OBJECTIVE:
Can you recast every line of the records below as a numbered list, leaving out any blank lines?
-------------------------
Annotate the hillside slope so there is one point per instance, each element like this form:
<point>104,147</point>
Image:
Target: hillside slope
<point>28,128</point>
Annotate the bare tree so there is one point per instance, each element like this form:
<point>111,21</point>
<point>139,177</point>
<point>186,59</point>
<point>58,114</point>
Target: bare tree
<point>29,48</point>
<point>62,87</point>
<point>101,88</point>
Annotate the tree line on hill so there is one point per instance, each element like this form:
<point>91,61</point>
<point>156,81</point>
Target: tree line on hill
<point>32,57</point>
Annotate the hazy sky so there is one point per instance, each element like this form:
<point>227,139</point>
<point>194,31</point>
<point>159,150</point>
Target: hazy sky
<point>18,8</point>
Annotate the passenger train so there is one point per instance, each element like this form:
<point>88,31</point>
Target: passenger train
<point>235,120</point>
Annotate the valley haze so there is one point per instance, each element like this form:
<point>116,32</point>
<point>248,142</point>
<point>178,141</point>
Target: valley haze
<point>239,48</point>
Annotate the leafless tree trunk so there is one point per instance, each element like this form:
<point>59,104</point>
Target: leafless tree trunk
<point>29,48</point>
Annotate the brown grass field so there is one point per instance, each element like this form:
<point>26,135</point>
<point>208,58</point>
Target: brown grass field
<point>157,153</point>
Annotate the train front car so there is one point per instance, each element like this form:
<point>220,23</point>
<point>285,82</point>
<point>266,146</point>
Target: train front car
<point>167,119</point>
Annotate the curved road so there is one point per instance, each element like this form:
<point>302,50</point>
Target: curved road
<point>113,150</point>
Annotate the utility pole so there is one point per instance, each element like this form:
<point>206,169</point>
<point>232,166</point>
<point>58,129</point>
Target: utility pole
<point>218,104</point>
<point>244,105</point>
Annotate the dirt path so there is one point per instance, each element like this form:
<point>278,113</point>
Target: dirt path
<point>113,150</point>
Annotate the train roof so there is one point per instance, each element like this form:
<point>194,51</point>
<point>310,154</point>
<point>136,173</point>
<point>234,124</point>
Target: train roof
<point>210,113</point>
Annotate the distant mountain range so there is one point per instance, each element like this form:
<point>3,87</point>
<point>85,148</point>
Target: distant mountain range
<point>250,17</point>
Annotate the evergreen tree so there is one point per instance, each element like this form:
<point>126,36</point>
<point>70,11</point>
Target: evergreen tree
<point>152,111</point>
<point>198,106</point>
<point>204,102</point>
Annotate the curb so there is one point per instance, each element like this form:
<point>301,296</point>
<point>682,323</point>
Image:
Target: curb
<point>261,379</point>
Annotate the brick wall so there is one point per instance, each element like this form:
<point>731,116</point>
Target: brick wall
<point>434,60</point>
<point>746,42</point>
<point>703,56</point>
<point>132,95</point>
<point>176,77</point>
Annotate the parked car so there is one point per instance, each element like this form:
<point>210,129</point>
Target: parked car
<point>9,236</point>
-------------------------
RESPONSE TO THIS EXERCISE:
1. Annotate the hillside slope so there is one point per instance, each element like this form:
2. <point>104,147</point>
3. Image:
4. Target: hillside slope
5. <point>28,128</point>
6. Annotate the bare tree so there is one point per instance, each element like this form:
7. <point>111,21</point>
8. <point>139,177</point>
9. <point>186,59</point>
10. <point>58,114</point>
11. Target: bare tree
12. <point>29,48</point>
13. <point>62,87</point>
14. <point>101,88</point>
15. Annotate the tree line on hill so there is one point per instance, each element like this form:
16. <point>91,61</point>
17. <point>156,81</point>
18. Target: tree line on hill
19. <point>32,57</point>
20. Annotate the hazy sky so there is one point per instance, each element like this form:
21. <point>227,139</point>
22. <point>194,31</point>
23. <point>159,150</point>
24. Target: hazy sky
25. <point>18,8</point>
26. Annotate the passenger train so there is one point per instance, each element like this form:
27. <point>88,31</point>
28. Target: passenger train
29. <point>235,120</point>
30. Annotate the valley haze so there is one point per instance, each element like this form:
31. <point>116,32</point>
32. <point>248,142</point>
33. <point>178,141</point>
34. Target: valley haze
35. <point>239,48</point>
36. Annotate the leafless tree trunk so there is one point per instance, each element like this form:
37. <point>59,104</point>
38. Target: leafless tree trunk
39. <point>29,48</point>
40. Annotate the brown grass field so there is one point per instance, each element like this form:
41. <point>26,135</point>
42. <point>208,58</point>
43. Target: brown grass field
44. <point>157,153</point>
45. Annotate the train front car so there is one point per instance, each element like this form:
46. <point>220,23</point>
47. <point>285,82</point>
48. <point>266,146</point>
49. Target: train front car
50. <point>167,119</point>
51. Annotate the curved road so there is one point per instance, each element like this form:
52. <point>302,50</point>
53. Target: curved road
54. <point>113,150</point>
55. Annotate the utility pole so there is one point per instance, each element like this form:
56. <point>206,169</point>
57. <point>232,166</point>
58. <point>58,129</point>
59. Target: utility pole
60. <point>218,104</point>
61. <point>244,105</point>
62. Annotate the dirt path so there is one point per instance, each element like this form:
63. <point>278,113</point>
64. Target: dirt path
65. <point>113,150</point>
66. Annotate the train roof so there is one point per instance, each element like this form:
67. <point>194,51</point>
68. <point>310,154</point>
69. <point>136,173</point>
70. <point>234,124</point>
71. Target: train roof
72. <point>210,113</point>
73. Annotate the distant mountain range so there is one point per instance, each element like this form:
74. <point>3,87</point>
75. <point>85,148</point>
76. Target: distant mountain range
77. <point>250,17</point>
78. Annotate the evergreen tree so there is one point per instance, each element like this form:
79. <point>126,36</point>
80. <point>70,11</point>
81. Target: evergreen tree
82. <point>152,111</point>
83. <point>198,106</point>
84. <point>204,102</point>
85. Annotate the curb so there is one point per instance, each element like this form:
86. <point>301,296</point>
87. <point>682,323</point>
88. Image:
89. Target: curb
90. <point>261,379</point>
91. Annotate the brick wall so there is one point per instance, each element like this form:
92. <point>731,116</point>
93. Target: brick wall
94. <point>434,60</point>
95. <point>746,42</point>
96. <point>703,56</point>
97. <point>132,95</point>
98. <point>176,77</point>
99. Annotate the parked car so there is one point per instance, each element like this form:
100. <point>210,129</point>
101. Target: parked car
102. <point>9,236</point>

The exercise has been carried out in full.